== Exercise ==
Update the lines below by replacing every "evaluation set" with "test set", leaving all other text unchanged.

== Listed entries ==
○ ○ ○ ○ ○
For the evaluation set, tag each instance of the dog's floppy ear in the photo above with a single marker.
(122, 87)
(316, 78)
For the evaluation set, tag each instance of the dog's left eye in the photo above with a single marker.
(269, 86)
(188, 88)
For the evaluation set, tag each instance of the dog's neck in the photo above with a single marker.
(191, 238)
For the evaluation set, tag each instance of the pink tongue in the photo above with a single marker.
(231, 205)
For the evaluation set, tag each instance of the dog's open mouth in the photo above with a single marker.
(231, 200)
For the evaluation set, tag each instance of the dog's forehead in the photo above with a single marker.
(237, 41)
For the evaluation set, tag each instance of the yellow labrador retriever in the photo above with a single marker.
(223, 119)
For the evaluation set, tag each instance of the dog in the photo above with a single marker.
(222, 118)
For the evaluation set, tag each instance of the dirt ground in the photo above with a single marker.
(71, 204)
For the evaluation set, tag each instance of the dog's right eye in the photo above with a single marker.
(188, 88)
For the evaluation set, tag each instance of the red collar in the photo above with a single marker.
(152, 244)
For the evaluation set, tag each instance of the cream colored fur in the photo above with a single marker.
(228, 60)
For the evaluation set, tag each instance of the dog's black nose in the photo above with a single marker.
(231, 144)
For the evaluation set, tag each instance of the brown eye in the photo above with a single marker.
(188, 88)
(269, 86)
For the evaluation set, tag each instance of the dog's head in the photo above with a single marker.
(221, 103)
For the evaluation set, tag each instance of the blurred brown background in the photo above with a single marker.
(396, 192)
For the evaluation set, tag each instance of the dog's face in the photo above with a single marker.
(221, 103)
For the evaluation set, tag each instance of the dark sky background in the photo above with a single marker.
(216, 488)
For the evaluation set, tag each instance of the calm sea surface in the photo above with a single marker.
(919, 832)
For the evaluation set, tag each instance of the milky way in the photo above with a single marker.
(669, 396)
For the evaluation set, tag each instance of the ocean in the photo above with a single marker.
○ ○ ○ ○ ○
== The response ==
For the test set, tag each instance of the dog's floppy ear in the photo above with a single marker.
(122, 87)
(316, 78)
For the test set, tag each instance of the dog's left eye in the photo above with a single marker.
(269, 86)
(188, 88)
For the test set, tag each instance of the dog's neck in the photo above with a single marker.
(191, 238)
For the test set, tag each instance of the pink tongue in the photo above with a single marker.
(231, 205)
For the test set, tag each instance of the dog's open mouth in the photo above with a single marker.
(231, 200)
For the test set, tag each instance of the dog's forehead in the photo above with a single marker.
(237, 41)
For the test set, tag each instance of the yellow labrador retriever in the photo above with a single marker.
(223, 119)
For the test set, tag each instance of the dog in the photo above with a single marker.
(222, 118)
For the test set, tag each instance of the dirt ground in the photo above with a single marker.
(71, 204)
For the test set, tag each instance of the dog's right eye in the photo above with a single marker.
(188, 88)
For the test set, tag each instance of the red collar in the photo above with a single marker.
(152, 244)
For the test set, tag each instance of the cream colored fur in the photo above with a single marker.
(228, 60)
For the test set, tag each instance of the dog's black nose in the photo above with a single marker.
(231, 144)
For the test set, tag each instance of the brown eye in the photo above with a single marker.
(188, 88)
(269, 86)
For the test set, tag each instance of the dog's head in the photo above with a single marker.
(221, 103)
For the test set, tag each instance of the blurred brown background in the photo above with a single marker.
(396, 192)
For the test set, tag each instance of the dog's face in the photo above with a single marker.
(221, 103)
For the test set, tag each instance of the dark sky background in the photo above with a single marker.
(216, 488)
For the test set, tag each instance of the calm sea surface in the photo above with a single marker.
(919, 832)
For the test set, tag each instance of the milky way in the photo above with a single marker.
(669, 396)
For the test set, tag each instance of the ocean in the photo above with a single marker.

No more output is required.